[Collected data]
_ _ _ _
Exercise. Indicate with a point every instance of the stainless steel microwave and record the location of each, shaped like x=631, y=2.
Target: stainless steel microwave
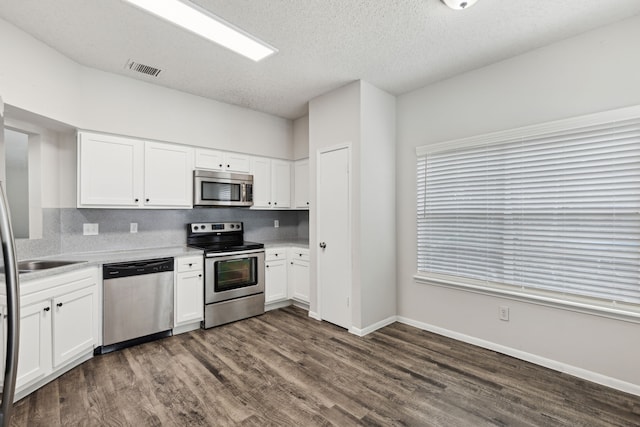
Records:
x=222, y=189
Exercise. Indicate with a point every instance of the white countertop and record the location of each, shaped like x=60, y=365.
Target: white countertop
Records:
x=97, y=259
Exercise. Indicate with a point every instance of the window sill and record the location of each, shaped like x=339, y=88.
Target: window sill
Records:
x=612, y=310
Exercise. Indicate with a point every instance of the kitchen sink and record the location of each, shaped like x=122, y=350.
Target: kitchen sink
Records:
x=37, y=265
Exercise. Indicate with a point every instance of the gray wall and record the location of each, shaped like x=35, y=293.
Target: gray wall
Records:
x=593, y=72
x=156, y=228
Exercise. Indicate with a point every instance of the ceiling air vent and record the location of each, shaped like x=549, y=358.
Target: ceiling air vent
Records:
x=144, y=69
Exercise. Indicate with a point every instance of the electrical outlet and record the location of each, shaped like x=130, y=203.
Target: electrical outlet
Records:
x=90, y=229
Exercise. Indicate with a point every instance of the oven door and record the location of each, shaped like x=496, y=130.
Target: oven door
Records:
x=233, y=275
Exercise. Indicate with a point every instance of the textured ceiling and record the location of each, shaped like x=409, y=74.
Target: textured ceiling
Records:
x=396, y=45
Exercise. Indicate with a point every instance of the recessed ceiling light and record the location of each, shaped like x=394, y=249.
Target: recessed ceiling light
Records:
x=459, y=4
x=205, y=24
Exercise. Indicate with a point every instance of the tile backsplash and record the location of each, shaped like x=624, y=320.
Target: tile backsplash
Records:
x=63, y=228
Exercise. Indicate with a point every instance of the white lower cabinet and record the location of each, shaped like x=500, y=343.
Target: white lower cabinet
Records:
x=299, y=274
x=286, y=275
x=34, y=354
x=276, y=285
x=189, y=293
x=59, y=326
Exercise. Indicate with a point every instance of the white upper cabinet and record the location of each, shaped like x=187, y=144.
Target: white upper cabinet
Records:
x=168, y=175
x=109, y=171
x=261, y=170
x=221, y=161
x=271, y=183
x=301, y=184
x=280, y=184
x=118, y=172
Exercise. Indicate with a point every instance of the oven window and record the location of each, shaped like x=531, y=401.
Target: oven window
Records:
x=221, y=192
x=236, y=273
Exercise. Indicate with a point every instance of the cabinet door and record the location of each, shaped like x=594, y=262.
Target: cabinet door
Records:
x=239, y=163
x=208, y=159
x=299, y=279
x=74, y=324
x=280, y=184
x=261, y=170
x=301, y=184
x=34, y=354
x=168, y=175
x=189, y=297
x=275, y=281
x=109, y=171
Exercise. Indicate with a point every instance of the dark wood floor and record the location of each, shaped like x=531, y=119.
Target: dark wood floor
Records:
x=284, y=369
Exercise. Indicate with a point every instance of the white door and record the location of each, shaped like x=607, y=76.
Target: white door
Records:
x=275, y=281
x=189, y=298
x=261, y=170
x=334, y=231
x=110, y=171
x=34, y=355
x=301, y=184
x=168, y=175
x=280, y=184
x=74, y=324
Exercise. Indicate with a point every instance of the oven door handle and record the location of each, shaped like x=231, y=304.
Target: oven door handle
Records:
x=227, y=254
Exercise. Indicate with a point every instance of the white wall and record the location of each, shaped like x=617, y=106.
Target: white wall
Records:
x=334, y=119
x=595, y=71
x=377, y=247
x=363, y=116
x=301, y=137
x=40, y=80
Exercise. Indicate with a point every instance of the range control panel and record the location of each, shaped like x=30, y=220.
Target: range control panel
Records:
x=212, y=227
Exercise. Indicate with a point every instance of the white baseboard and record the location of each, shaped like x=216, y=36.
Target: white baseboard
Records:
x=186, y=328
x=522, y=355
x=371, y=328
x=278, y=304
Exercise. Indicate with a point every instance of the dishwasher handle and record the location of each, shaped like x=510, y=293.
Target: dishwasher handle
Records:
x=136, y=268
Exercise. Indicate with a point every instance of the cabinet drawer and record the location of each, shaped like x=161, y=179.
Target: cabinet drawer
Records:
x=275, y=254
x=193, y=263
x=299, y=253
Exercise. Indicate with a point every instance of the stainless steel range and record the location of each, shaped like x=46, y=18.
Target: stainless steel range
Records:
x=233, y=272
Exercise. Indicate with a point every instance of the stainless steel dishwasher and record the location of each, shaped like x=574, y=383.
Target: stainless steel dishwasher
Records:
x=137, y=302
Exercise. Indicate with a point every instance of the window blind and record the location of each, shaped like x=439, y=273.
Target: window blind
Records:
x=555, y=211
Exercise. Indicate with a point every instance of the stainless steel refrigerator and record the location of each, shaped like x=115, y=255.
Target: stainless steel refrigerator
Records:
x=11, y=283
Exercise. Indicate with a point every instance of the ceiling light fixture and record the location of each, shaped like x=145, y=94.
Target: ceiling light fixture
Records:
x=205, y=24
x=459, y=4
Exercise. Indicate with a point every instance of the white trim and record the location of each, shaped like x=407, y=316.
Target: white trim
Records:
x=314, y=315
x=585, y=305
x=277, y=304
x=319, y=152
x=181, y=329
x=374, y=327
x=627, y=113
x=528, y=357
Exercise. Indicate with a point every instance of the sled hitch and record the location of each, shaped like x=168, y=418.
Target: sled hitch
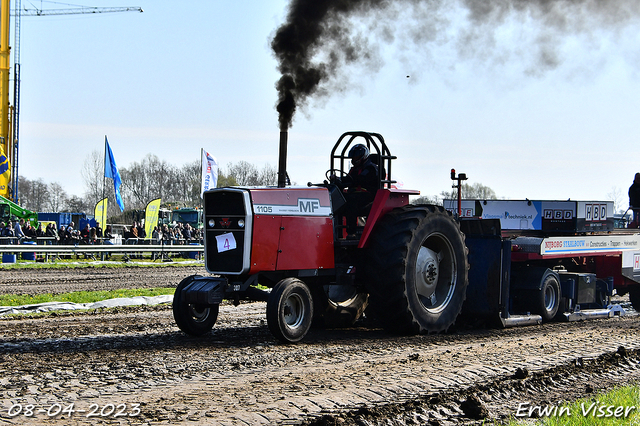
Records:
x=205, y=291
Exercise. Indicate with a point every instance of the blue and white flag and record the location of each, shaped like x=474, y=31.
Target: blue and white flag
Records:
x=111, y=171
x=209, y=172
_ _ _ _
• _Written instruction_
Write out these lines exactly as they appear, covering all of the records. Leave the pictures out of your answer.

• _Finished answer_
Exercise. Indicate with a point every instance of the stainless steel microwave and record the location of each, shaped like x=631, y=2.
Target: stainless steel microwave
Records:
x=222, y=189
Exercise. Indicate with a point every instance of the white countertop and record the location of each, shaped like x=60, y=365.
Target: white countertop
Records:
x=97, y=259
Exercise. Indicate with a point every instance of the window sill and record the location of each, shaped like x=339, y=88.
Target: window sill
Records:
x=612, y=310
Exercise. Indicate with a point every instance of the kitchen sink and record the location of each, shaped like x=122, y=350.
Target: kitchen sink
Records:
x=37, y=265
Exercise. Indicate with a point every instance of the gray wall and record the location of each, shaped like x=35, y=293.
Target: gray wall
Records:
x=593, y=72
x=156, y=228
Exercise. Indicate with a point every instance of the ceiling air vent and record the location of each, shaped like x=549, y=358.
Target: ceiling air vent
Records:
x=144, y=69
Exercise. Indicate with a point every instance of the electrical outlet and record the location of each, shaped like x=130, y=203.
Target: electrical outlet
Records:
x=90, y=229
Exercise. Indicate with a point every instance of the oven door and record the location of each, shaped like x=496, y=130.
Target: oven door
Records:
x=233, y=275
Exercise. Indicate with a point every instance of the textured ceiling and record the location of each, shaped like x=409, y=74.
Target: textured ceiling
Records:
x=396, y=45
Exercise. Indicate with a point every instance of the recessed ceiling light and record the location of each, shaped like x=394, y=249.
Target: recessed ceiling light
Records:
x=459, y=4
x=205, y=24
Exercise. Indicate with a point every instance of the tile backsplash and record the location of each, shaped like x=624, y=320.
Target: tile backsplash
Records:
x=63, y=228
Exercise. Indicate with a point every instance of the white lower cabinet and record the location of each, shaped like x=500, y=343.
Target: white lower cabinet
Records:
x=299, y=274
x=286, y=275
x=34, y=354
x=276, y=285
x=189, y=293
x=59, y=326
Exercise. Indicate with a point every instance of the white upper cabinet and record the location of each, shaped like x=187, y=144.
Target: white upper cabinet
Records:
x=168, y=175
x=109, y=171
x=261, y=170
x=221, y=161
x=271, y=183
x=301, y=184
x=280, y=184
x=118, y=172
Exercise. Indicate with a point every instance of the oven window and record the location of each, shaped like x=531, y=401.
Target: oven window
Records:
x=221, y=192
x=236, y=273
Exercise. Indicate with a point every instance of the cabinet door and record the location of each, shaped like x=594, y=262.
Target: cabinet door
Records:
x=239, y=163
x=208, y=159
x=299, y=279
x=74, y=324
x=280, y=184
x=261, y=170
x=301, y=184
x=34, y=354
x=168, y=175
x=189, y=297
x=275, y=281
x=109, y=171
Exercise. Indicate with a point every instance of the dark wood floor and record the location of each, shaped like x=531, y=119.
Target: dark wood floor
Records:
x=284, y=369
Exercise. Indicate with a point every instance of the white door and record the location of each, shaped like x=607, y=76.
Target: white door
Records:
x=275, y=281
x=189, y=298
x=261, y=170
x=334, y=231
x=110, y=171
x=34, y=355
x=301, y=184
x=168, y=175
x=280, y=184
x=74, y=324
Exercise. Indicate with a point every instance of the oven door handle and record the location of each, shaped like x=231, y=304.
Target: oven door handle
Records:
x=227, y=254
Exercise. Indicate with a point every instance of the white wall and record the location of each, shaped like x=617, y=106.
Target: white wall
Records:
x=334, y=119
x=595, y=71
x=377, y=247
x=363, y=116
x=301, y=137
x=40, y=80
Exercise. Indicate with a point every instance of the range control panel and record the location of each, shaped like x=30, y=220.
Target: range control panel
Records:
x=212, y=227
Exercise. Indicate with a point every instance of the white baseboard and record the location of each, shaped like x=216, y=36.
Target: white baseboard
Records:
x=186, y=328
x=522, y=355
x=371, y=328
x=278, y=304
Exercise. Indicate with a point every instance of the dishwasher handle and record the location of each, shaped like x=510, y=293.
Target: dishwasher handle
Records:
x=136, y=268
Exercise. Indicate with a point every instance of the cabinet drawer and record the location of each, shaped like x=161, y=179.
Target: cabinet drawer
Records:
x=275, y=254
x=193, y=263
x=299, y=253
Exercise. Indicate with a point every instance of the stainless steel range and record the location of each, shaped like x=46, y=18.
Target: stainless steel range
Records:
x=233, y=272
Exercise. Indicate with a point every instance of the stainless steel dishwasher and record the location of each, shaped like x=574, y=383.
Target: stainless steel dishwasher
Records:
x=137, y=302
Exercise. Indicate with a point every instance of the window blind and record the location of each, shaped like x=439, y=273.
Target: window blind
Records:
x=555, y=211
Exercise. Indicate with a point every instance of the stainless steel refrigerator and record the location of each, shaped like x=115, y=255.
Target: stainless steel refrigerator
Records:
x=11, y=283
Exercise. Indicate with a point every instance of the ceiling light fixture and record the location of each, shaped like x=145, y=94.
Target: ceiling light fixture
Records:
x=205, y=24
x=459, y=4
Exercise. Indicate with a point every instance of the white trim and record the location of each, shaped like x=407, y=316.
Target: white trim
Records:
x=314, y=315
x=585, y=305
x=277, y=304
x=319, y=152
x=181, y=329
x=374, y=327
x=627, y=113
x=528, y=357
Exercise. Indicate with a point every instance of the sled hitch and record the location of each, shaped like x=168, y=418.
Target: sled hitch
Records:
x=205, y=291
Exercise. Indicate with a point every instance of the blue and white flag and record the location of each, shaped like x=474, y=31.
Target: blue and white flag
Records:
x=111, y=171
x=209, y=172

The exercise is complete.